# TASK DIRECTIONS
Beginning at the line containing "TARGET = small water droplet", output every line to the end of the data below exactly as it appears.

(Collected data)
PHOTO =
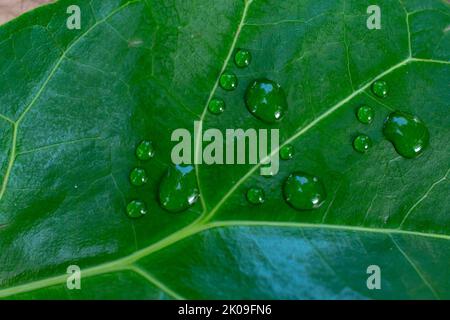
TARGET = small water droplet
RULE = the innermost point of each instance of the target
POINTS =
(407, 132)
(304, 191)
(380, 88)
(136, 209)
(243, 58)
(266, 100)
(228, 81)
(145, 150)
(178, 189)
(287, 152)
(138, 177)
(216, 106)
(362, 143)
(256, 195)
(365, 114)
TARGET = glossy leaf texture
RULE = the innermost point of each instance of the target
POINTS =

# EXERCISE RESULT
TARGET = small water droplet
RULE = the innermost point of each instance of the target
POINTS =
(407, 132)
(304, 191)
(380, 88)
(136, 209)
(243, 58)
(266, 100)
(228, 81)
(145, 150)
(178, 189)
(287, 152)
(138, 177)
(216, 106)
(362, 143)
(256, 195)
(365, 114)
TARGET = glossy leaf texture
RULE = the innermost point of each instance of the target
POINTS =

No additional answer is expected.